STATED EXERCISE:
Reproduce the records below, substituting "marker" for every occurrence of "keypoint" and leaving all other text unchanged.

PROVIDED RECORDS:

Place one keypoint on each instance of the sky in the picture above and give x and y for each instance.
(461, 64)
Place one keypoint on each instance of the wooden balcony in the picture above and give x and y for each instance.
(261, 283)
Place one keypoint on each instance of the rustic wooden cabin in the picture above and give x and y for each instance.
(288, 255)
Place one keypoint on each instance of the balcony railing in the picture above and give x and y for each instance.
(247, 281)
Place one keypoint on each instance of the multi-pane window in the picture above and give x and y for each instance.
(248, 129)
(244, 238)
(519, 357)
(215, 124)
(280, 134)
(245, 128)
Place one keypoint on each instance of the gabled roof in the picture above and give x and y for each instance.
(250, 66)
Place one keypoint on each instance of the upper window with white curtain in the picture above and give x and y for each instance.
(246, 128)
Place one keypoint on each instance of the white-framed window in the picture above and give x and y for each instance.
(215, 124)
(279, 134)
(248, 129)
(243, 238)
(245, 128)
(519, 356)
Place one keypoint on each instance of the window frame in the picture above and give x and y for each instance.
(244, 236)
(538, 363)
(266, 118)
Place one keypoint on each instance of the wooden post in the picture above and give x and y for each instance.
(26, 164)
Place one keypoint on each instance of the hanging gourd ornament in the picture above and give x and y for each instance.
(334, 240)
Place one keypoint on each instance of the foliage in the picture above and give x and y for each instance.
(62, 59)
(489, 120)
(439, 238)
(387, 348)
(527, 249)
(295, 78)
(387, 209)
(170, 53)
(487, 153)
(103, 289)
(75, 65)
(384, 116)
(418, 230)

EXERCISE RESPONSE:
Place one marker on each instance of the sky in the picture above and give x and y for each instance.
(461, 64)
Place one marker on each instance of the wooden balcony in the picture above and give x and y for each instance.
(261, 283)
Place one marker on each instance of the rustic wooden cabin in the picture above and give x and y for each instance.
(288, 255)
Place one marker on each instance of the balcony railing in the picture above and give x and y for each instance.
(247, 281)
Place one marker on each instance of the multi-pane window in the picture above and give x and y for each instance.
(248, 129)
(244, 238)
(519, 357)
(215, 124)
(280, 134)
(245, 128)
Place one marker on each instance of the gabled roof in the picture above and give x and y for each instance.
(250, 66)
Place one marker on each instance of the upper window with white curtain in the picture above and give x and y for each instance.
(246, 128)
Place one marker on each instance of the white-framed window in the picture above and give x and y for each instance.
(215, 124)
(279, 134)
(248, 129)
(243, 238)
(245, 128)
(519, 356)
Place one marker on each instance of the window frame in the picture above and give x and y for each instance.
(244, 236)
(538, 363)
(266, 118)
Place one marker on each instance of the wooden post in the picture above and give x and y for each instance.
(26, 164)
Place one marker on each instance of the hanging gourd ornament in the picture above and give x and y for each instance.
(334, 240)
Place one marker on each instance of the foliage in the picture above and give x and y for each instance.
(62, 59)
(489, 120)
(439, 238)
(387, 348)
(527, 249)
(295, 78)
(387, 209)
(170, 53)
(487, 153)
(103, 289)
(75, 65)
(384, 116)
(418, 230)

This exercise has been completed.